Items:
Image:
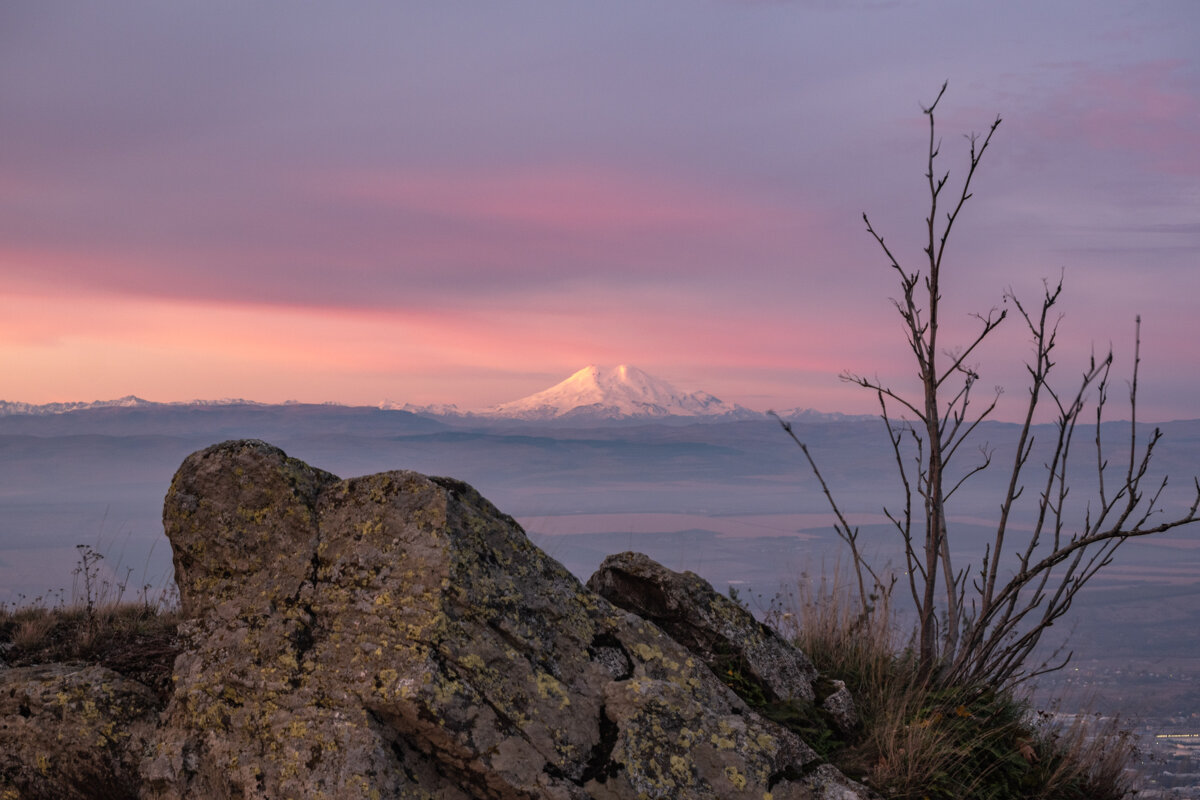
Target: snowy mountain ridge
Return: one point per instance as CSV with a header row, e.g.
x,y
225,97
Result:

Task prompt: Switch "snowy" to "rocky" everywhere in the listing above and return the lines otherwise unchanged, leaving out the pictures.

Full solution:
Image:
Target: rocky mountain ridge
Return: one point per instance as CSV with a header row, e.g.
x,y
225,97
Result:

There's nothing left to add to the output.